Can anybody decipher the writing on this pendant, or identify the symbol on the right, which comes from the Wikipedia logo? Both were sent in by visitors to Omniglot.
I think it says والله meaning “by God”.
It looks like لله، “Allah” but without any distinct initial aleph. The Wikipedia logo is from the Mongolian or Manchu script.
It is from Mongolian. It is ᡅ symbol.
The pendant inscription looks like a stylised ‘wallah’ – (I promise) by God. Where’s TJ when you need him?!
lol I’m here
Well, to me it just looks like Arabic, but it’s not really like one. Maybe the maker tried to mimic the style. Beside that, the calligraphic style doesn’t match the ones I know already.
As for the symbol on the right, I checked the logo just now and the only closest symbol to this one, as I see now, is the katakana “Wi”. But nothing exactly like this symbol on the logo now (!?)
Just another notice but still I don’t think it is significant. On the pendant, the last line on the left end of the supposed word, looks like the curvatic Alif used in the Syriac script. But again, I don’t think the writing has any significance.
Perhaps Bi Smi Llaah “in the name of God” imitated by someone who doesn’t know Arabic, a Muslim Chinese for instance.
@Qcumber: nah, it is so far away from Bismillah بسم الله
ِas you notice here, it is made of 2 words with a gap in between, which is not resembled here.
I was wondering…
if we put the pendant in a vertical shape, does the writing have some similarity with Mongolian?
I think this likely probably is a styllised version of “Allah” based on an already stylised model and executed by someone without a training in/knowledge of Arabic calligraphy.

_Objectives_
[A] For the pendant discussion, state whether each statement agrees with it, answering yes or no and quoting the deciding words: (i) one commenter identifies the symbol from the Wikipedia logo as Mongolian; (ii) the suggestion that the inscription reads Bismillah is accepted by another commenter; (iii) one commenter likens the last line on the left end of the inscription to an Alif from the Syriac script.
[B] List every writing system named in the pendant discussion.
The data that follow are not needed for the tasks.

_Record set_

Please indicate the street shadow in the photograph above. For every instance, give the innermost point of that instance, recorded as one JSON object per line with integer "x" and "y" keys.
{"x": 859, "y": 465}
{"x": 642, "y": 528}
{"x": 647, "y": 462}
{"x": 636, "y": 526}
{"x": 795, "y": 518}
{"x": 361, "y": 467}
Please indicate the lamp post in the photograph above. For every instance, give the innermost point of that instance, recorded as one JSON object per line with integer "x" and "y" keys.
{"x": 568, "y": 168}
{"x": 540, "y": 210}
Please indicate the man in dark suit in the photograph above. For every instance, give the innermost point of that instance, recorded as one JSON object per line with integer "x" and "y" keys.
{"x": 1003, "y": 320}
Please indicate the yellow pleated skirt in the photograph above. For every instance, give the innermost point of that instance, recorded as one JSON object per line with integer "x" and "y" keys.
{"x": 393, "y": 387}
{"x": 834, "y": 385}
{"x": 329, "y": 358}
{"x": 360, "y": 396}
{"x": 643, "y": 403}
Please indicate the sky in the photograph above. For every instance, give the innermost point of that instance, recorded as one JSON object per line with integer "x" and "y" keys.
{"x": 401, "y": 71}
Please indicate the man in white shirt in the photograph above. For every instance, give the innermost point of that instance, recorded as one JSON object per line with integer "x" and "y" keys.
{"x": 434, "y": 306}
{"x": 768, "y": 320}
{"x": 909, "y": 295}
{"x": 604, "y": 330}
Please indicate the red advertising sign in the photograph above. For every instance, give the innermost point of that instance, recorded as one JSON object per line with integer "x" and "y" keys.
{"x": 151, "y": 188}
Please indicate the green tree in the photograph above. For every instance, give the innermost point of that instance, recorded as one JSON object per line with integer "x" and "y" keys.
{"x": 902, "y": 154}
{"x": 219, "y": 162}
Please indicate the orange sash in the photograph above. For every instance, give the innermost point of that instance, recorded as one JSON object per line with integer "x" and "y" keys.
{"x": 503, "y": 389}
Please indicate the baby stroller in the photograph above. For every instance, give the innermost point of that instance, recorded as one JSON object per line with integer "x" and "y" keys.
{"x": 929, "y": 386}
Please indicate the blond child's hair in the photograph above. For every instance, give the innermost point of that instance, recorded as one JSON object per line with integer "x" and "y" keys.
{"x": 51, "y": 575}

_Solutions to the tasks_
[A]
(i) Yes: "It is from Mongolian."
(ii) No: "nah, it is so far away from Bismillah"
(iii) Yes: "looks like the curvatic Alif used in the Syriac script"

[B] Arabic, Mongolian, Manchu, katakana, Syriac